I am trying to simplify so h does not cause division by zero when h=0. but the algebra is not so obvious to me.

this is what I try.

$\frac{\frac{1}{\sqrt{x+h}}-\frac{1}{\sqrt{x}}}{h} \;=\; \frac{1}{h}\cdot \frac{\sqrt{x}-\sqrt{x+h}}{\sqrt{x(x+h)}} \;=\; ?$

also

$\frac{\frac{1}{\sqrt{x+h}}-\frac{1}{\sqrt{x}}}{h} \;=\; \frac{1}{h}\cdot \frac{x \sqrt{x+h}-(x+h)\sqrt{x}}{x(x+h)} \;=\; ?$
July 6th 2011, 03:21 PM
Also sprach Zarathustra

Re: difference quotient

Quote:

Originally Posted by skoker

I am trying to simplify so h does not cause division by zero when h=0. but the algebra is not so obvious to me.

this is what I try.

* DATASET RECORDS
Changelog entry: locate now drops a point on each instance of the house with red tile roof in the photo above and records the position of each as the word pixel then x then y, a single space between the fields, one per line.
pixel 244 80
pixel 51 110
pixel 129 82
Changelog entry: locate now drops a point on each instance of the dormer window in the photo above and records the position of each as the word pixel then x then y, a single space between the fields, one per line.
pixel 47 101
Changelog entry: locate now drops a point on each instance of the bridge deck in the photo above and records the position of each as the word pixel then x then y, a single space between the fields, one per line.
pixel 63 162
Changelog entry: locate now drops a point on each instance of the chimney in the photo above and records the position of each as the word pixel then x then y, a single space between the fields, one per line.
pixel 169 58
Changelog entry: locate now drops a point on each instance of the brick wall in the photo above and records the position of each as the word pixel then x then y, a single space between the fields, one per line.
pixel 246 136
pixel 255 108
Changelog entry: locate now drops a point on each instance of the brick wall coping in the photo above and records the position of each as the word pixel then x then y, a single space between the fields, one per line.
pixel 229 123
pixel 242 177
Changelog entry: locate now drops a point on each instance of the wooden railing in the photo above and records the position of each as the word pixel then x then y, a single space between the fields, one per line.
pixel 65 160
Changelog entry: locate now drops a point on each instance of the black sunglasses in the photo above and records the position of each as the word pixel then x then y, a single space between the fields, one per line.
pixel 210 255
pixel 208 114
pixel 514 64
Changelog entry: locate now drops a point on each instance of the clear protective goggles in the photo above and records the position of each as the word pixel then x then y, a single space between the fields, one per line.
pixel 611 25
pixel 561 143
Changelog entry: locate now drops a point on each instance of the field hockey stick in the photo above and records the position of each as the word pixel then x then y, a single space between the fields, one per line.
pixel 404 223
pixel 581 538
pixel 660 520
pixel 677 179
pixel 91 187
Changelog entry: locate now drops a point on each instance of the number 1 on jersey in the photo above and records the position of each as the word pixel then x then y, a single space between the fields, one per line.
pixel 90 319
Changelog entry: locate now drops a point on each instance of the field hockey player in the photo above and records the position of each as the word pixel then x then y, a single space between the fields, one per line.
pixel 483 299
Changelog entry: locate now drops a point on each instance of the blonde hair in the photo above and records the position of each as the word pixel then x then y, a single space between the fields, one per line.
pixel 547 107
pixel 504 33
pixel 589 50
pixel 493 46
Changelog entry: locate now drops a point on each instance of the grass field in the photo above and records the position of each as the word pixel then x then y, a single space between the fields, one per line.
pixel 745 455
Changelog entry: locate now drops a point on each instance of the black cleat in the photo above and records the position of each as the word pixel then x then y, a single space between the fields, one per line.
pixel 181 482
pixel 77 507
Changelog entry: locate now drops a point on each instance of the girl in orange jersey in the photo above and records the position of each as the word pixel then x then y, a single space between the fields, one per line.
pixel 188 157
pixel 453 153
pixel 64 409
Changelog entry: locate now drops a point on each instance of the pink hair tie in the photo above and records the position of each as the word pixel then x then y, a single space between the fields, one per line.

* REQUIREMENTS
1) In the difference quotient thread, what does the original poster want to prevent from happening when h=0?
2) Extend the difference quotient thread, picking up right after its last sentence.

* RESULTS IN ORDER
1) Division by zero.

2)
$\frac{\frac{1}{\sqrt{x+h}}-\frac{1}{\sqrt{x}}}{h} \;=\; \frac{1}{h}\cdot \frac{\sqrt{x}-\sqrt{x+h}}{\sqrt{x(x+h)}} \;=\; ?$

$\frac{\frac{1}{\sqrt{x+h}}-\frac{1}{\sqrt{x}}}{h} \;=\; \frac{1}{h}\cdot \frac{\sqrt{x}-\sqrt{x+h}}{\sqrt{x(x+h)}}\cdot \frac{\sqrt{x} +\sqrt{x + h}}{\sqrt{x} +\sqrt{x + h}} \;=\; ...$
July 6th 2011, 05:24 PM
skoker

Re: difference quotient

@Also sprach Zarathustra

I was suspecting rationalization but did not figure out at what step to use it. thanks.

so I get this one.

$\frac{\Delta y}{\Delta x} = \frac{-1}{x\sqrt{x+h}+(x+h)\sqrt{x}}$

which gives correct result.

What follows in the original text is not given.